■ RECORD SET:
——————

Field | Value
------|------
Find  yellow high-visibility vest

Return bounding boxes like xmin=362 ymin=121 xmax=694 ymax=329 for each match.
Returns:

——————

■ AIM OF THE EXERCISE: Return every line of the records above unchanged and in their original order.

■ EXERCISE SOLUTION:
Field | Value
------|------
Find  yellow high-visibility vest

Return bounding boxes like xmin=362 ymin=121 xmax=694 ymax=329 for each match.
Returns:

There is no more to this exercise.